— BEGIN Text segment —

“The culture that surrounds cooking today is one that lends itself well to casual ableism,” writes Gabrielle Drolet in The Walrus. “It’s a culture that prizes specific ways of doing things over others, constantly pitting methods and recipes against one another: French-style scrambled eggs over American; minced garlic instead of pressed, nonstick pans against those made of cast iron, bouillon cubes against broth cartons against homemade stock.” Drolet had cause to reconsider the precepts of foodie culture when an injury limited her ability to cook the right way. “Often, the wrong choice is the easier (read: more accessible) one—and making it is a fatal flaw. These aren’t things to try to avoid when you can. They’re things you should never do, even though many of us don’t have a choice. This lack of nuance is what made me believe using accessibility tools might make me a bad cook, pushing me to hurt myself even when cooking alone.”
The Return of the Airship
BBC Future on the reinvention of the airship: “A new generation of airships—the lighter-than-air craft that don’t need conventional airports—will be built in a corner of Ohio which played a unique part in the history of aviation. What’s more, if built they will be housed in one of America’s most iconic structures, the Goodyear Airdock in Akron.”
Fantasy Blockbusters and the Failure of the Long Tail
Matthew Claxton sees the recent chartbusting Kickstarter by Brandon Sanderson as evidence of a disconnect between a small group of big names racking up the sales and the rest of the field, which gets critical attention but not much else. Also that Chris Anderson’s Long Tail, as applied today, is deeply broken when it comes to discoverability: “But where we were promised frictionless discovery, we got a series of loops back into the same things, over and over and over again. Rothfuss and Sanderson Jordan and G. R. R. M. and Tolkien and Lynch and Abercrombie, and you’re a couple of levels deep before you start regularly seeing names like Fonda Lee or R. F. Kuang. (And many of their recs will lead you back to guess where?).”
Stationery for the Strange
Toronto-based Wask Studios is the novelty store of stationery: weird dice, erasers and paper clips; sticky notes with the adhesive on the corner rather than the edge; rulers with the scale on the short side; rhombus-shaped notebooks; bookmarks made of matches. Office supplies as performance art.
Putting the Fact in Fantasy
Three years ago Tor.com published an essay of mine in which I argued that the classic fantasy map style was not something that would be used by characters in a fantasy world. Provocatively titled “Fantasy Maps Don’t Belong in the Hands of Fantasy Characters,” it proved to be the most controversial thing I’ve ever written. The main complaint was that it was wrong for me to think that fantasy should follow the rules of the real world; fantasy was fantasy, and as such it was okay if its maps didn’t follow the rules.1 In fairness, my critics were the wrong audience for what I was trying to say.

— END Text segment —

_Prompt_: In the airship item of the text, which building is named as the future home of the new airships? You won't need the material for any of this.

— BEGIN Information given —

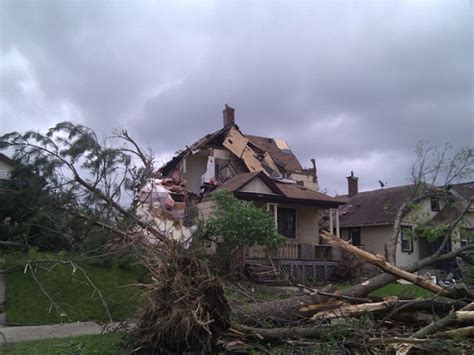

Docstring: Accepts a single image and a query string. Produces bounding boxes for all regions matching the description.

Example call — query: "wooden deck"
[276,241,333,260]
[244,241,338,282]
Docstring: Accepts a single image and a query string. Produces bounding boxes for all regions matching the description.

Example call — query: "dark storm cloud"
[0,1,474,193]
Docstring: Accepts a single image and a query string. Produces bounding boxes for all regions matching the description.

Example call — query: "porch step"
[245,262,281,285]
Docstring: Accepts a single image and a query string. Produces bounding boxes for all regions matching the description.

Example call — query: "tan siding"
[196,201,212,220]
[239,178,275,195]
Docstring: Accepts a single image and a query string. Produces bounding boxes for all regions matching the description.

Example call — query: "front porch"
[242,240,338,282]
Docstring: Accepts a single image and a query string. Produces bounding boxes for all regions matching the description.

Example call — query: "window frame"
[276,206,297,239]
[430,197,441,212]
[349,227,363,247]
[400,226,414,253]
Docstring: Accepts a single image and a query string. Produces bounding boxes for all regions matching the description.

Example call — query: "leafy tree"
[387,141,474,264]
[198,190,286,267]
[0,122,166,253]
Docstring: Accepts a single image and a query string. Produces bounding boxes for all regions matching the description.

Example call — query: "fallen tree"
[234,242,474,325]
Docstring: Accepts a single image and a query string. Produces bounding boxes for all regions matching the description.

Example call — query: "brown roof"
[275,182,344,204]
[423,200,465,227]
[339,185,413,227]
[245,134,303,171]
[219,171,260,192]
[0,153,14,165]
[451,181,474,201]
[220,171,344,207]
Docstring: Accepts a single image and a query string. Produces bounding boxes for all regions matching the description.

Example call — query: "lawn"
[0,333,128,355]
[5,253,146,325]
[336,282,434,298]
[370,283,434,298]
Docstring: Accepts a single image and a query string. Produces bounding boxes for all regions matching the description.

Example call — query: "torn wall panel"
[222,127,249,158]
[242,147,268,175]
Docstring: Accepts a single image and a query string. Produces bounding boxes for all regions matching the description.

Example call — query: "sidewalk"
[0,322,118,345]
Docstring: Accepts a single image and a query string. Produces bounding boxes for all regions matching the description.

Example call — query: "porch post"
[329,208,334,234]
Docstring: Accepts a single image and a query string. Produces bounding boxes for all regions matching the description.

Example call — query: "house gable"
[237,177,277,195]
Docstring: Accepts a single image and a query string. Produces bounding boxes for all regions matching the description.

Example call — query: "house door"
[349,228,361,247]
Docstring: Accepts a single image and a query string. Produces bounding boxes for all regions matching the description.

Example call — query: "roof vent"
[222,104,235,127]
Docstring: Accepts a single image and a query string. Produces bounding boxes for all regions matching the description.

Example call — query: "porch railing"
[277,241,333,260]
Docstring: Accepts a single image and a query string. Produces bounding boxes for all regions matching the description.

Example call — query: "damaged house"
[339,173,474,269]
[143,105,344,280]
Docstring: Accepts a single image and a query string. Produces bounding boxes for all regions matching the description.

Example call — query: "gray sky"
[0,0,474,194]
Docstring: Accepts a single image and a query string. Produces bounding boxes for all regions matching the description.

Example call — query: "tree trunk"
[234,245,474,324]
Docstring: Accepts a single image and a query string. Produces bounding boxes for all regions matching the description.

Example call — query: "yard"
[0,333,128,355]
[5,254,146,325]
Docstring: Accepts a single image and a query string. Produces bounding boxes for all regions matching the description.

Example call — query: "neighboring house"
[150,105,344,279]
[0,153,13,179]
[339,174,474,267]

— END Information given —

_Output of the exercise_: The Goodyear Airdock in Akron.